◆ TASK DETAILS
Could you output each line of the data that follows exactly?

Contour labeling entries

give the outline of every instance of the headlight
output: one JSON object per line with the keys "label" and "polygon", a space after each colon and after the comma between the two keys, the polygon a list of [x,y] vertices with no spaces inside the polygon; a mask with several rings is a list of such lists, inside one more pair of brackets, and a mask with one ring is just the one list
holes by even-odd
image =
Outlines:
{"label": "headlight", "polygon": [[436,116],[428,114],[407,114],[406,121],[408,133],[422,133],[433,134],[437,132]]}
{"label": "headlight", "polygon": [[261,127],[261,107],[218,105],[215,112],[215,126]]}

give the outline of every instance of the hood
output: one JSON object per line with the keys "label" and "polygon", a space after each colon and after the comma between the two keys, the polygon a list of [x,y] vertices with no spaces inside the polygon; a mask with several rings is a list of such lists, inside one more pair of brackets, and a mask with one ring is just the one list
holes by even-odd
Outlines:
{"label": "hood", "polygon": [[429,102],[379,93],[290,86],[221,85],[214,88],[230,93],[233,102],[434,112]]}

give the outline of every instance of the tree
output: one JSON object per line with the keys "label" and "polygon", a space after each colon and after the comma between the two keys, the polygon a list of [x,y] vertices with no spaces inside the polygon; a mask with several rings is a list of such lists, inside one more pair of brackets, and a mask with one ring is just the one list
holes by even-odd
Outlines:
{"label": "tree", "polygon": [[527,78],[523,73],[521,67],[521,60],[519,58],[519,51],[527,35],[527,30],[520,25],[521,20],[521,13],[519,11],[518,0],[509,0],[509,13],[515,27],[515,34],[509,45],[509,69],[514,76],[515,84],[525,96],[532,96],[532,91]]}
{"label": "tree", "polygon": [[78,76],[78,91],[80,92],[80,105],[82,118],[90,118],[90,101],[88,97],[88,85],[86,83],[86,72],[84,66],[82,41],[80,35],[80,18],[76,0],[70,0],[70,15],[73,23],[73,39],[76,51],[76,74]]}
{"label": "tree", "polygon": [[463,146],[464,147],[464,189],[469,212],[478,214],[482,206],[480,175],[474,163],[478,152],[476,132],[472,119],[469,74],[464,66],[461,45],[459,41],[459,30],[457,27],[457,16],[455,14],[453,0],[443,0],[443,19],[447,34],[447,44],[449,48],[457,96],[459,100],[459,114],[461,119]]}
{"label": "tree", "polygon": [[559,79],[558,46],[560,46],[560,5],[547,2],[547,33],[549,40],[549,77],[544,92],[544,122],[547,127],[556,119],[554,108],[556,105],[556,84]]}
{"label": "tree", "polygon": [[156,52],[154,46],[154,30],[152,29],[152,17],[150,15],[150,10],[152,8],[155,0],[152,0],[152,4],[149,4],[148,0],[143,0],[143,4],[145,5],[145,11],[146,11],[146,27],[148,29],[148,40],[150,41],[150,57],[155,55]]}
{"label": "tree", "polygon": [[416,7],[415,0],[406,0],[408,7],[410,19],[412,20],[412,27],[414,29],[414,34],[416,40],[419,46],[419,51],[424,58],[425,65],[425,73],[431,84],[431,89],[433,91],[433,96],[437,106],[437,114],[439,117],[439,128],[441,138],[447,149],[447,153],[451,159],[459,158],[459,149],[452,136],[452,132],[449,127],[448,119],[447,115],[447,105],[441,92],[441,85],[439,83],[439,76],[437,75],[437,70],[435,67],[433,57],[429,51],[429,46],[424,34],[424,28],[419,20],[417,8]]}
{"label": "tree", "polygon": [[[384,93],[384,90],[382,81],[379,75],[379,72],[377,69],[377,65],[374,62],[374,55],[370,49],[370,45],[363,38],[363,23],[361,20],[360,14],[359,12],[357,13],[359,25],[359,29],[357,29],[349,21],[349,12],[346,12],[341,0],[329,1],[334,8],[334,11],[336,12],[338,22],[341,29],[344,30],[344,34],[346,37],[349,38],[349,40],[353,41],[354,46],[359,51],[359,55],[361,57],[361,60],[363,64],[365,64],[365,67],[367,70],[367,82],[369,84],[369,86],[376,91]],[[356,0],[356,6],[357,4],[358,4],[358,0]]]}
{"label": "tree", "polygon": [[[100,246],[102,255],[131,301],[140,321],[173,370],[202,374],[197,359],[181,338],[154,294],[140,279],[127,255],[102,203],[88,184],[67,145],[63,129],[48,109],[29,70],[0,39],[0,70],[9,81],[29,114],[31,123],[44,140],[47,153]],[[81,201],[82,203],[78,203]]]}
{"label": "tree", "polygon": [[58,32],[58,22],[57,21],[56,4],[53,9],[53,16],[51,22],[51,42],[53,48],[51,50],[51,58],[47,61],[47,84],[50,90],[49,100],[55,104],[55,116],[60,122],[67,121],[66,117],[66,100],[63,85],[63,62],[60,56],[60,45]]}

◆ COMPLETED EXERCISE
give the outline of every instance of the headlight
output: one JSON object per line with the keys "label" and "polygon", a space after each colon and after the comma between the two keys, the polygon a list of [x,y] vertices with no spaces inside the polygon; a mask with several rings is a list of such lists, inside one more pair of brackets, and a mask with one ring is just the one list
holes by even-odd
image =
Outlines:
{"label": "headlight", "polygon": [[436,116],[428,114],[407,114],[406,121],[408,133],[422,133],[433,134],[437,132]]}
{"label": "headlight", "polygon": [[261,127],[261,107],[218,105],[215,112],[215,126]]}

give the outline of every instance of the hood
output: one JSON object per line with the keys "label" and "polygon", a space after each colon and after the comma between the two keys, the polygon a list of [x,y] vertices with no spaces inside the polygon; a mask with several rings is a list of such lists, inside one more pair of brackets, and a mask with one ring is just the one list
holes by even-odd
Outlines:
{"label": "hood", "polygon": [[429,102],[379,93],[290,86],[221,85],[214,88],[230,93],[233,102],[434,112]]}

give the outline of every instance of the tree
output: one JSON object per line with the keys "label" and "polygon", a space after each colon and after the comma between the two keys, the polygon a list of [x,y] vertices with no spaces inside the polygon; a mask with several rings is a list of such lists, inside one more pair of brackets, and a mask with one ring is just the one list
holes by even-odd
Outlines:
{"label": "tree", "polygon": [[527,78],[523,73],[521,67],[521,60],[519,58],[519,51],[527,35],[527,30],[520,25],[521,20],[521,13],[519,11],[518,0],[509,0],[509,13],[515,27],[515,34],[509,45],[509,69],[514,76],[515,84],[525,96],[532,96],[532,91]]}
{"label": "tree", "polygon": [[78,76],[78,91],[80,92],[80,105],[82,118],[90,118],[90,101],[88,97],[88,85],[86,83],[86,72],[84,66],[82,41],[80,35],[80,18],[76,0],[70,0],[70,15],[73,23],[73,39],[76,51],[76,74]]}
{"label": "tree", "polygon": [[463,146],[464,147],[464,189],[469,212],[478,214],[482,206],[480,175],[474,163],[478,152],[476,132],[472,119],[469,74],[464,66],[461,45],[459,41],[459,30],[457,27],[457,16],[455,14],[453,0],[443,0],[443,19],[447,34],[447,44],[449,48],[457,96],[459,100],[459,114],[461,119]]}
{"label": "tree", "polygon": [[559,79],[558,46],[560,46],[560,5],[547,2],[547,33],[549,40],[549,77],[544,92],[544,122],[547,127],[556,119],[554,108],[556,105],[556,84]]}
{"label": "tree", "polygon": [[156,52],[154,46],[154,30],[152,29],[152,17],[150,15],[150,10],[152,8],[155,0],[152,0],[152,4],[149,4],[148,0],[143,0],[143,4],[145,5],[145,11],[146,11],[146,27],[148,29],[148,40],[150,41],[150,57],[155,55]]}
{"label": "tree", "polygon": [[416,7],[415,0],[406,0],[408,7],[410,19],[412,20],[412,27],[414,29],[414,34],[416,40],[419,46],[419,51],[424,58],[425,65],[425,73],[431,84],[431,89],[433,91],[433,96],[437,106],[437,114],[439,117],[439,128],[441,138],[447,149],[447,153],[451,159],[459,158],[459,149],[452,136],[452,132],[449,127],[448,119],[447,115],[447,105],[441,92],[441,85],[439,83],[439,76],[437,75],[437,70],[435,67],[433,57],[429,51],[429,46],[424,34],[424,28],[419,20],[417,8]]}
{"label": "tree", "polygon": [[[384,93],[384,90],[382,81],[379,75],[379,72],[377,69],[377,65],[374,62],[374,55],[370,49],[370,45],[363,38],[363,23],[361,20],[360,14],[359,12],[357,13],[359,25],[359,29],[357,29],[349,21],[349,12],[346,12],[341,0],[329,1],[334,8],[334,11],[336,12],[338,22],[341,29],[344,30],[344,34],[346,37],[349,38],[349,40],[353,41],[354,46],[359,51],[359,55],[361,57],[361,60],[363,64],[365,64],[365,67],[367,70],[367,82],[369,84],[369,86],[376,91]],[[356,0],[356,6],[357,4],[358,4],[358,0]]]}
{"label": "tree", "polygon": [[[100,246],[102,255],[131,301],[140,321],[173,370],[202,374],[197,359],[181,338],[154,294],[140,279],[127,255],[102,203],[88,184],[67,145],[63,129],[48,109],[29,70],[0,39],[0,70],[9,81],[29,114],[31,123],[44,140],[47,153]],[[81,201],[82,203],[78,203]]]}
{"label": "tree", "polygon": [[58,32],[58,22],[57,21],[56,4],[53,9],[53,16],[51,22],[51,42],[53,48],[51,50],[51,58],[47,61],[47,84],[50,90],[49,100],[55,104],[55,116],[60,122],[67,121],[66,117],[66,100],[63,85],[63,62],[60,56],[60,45]]}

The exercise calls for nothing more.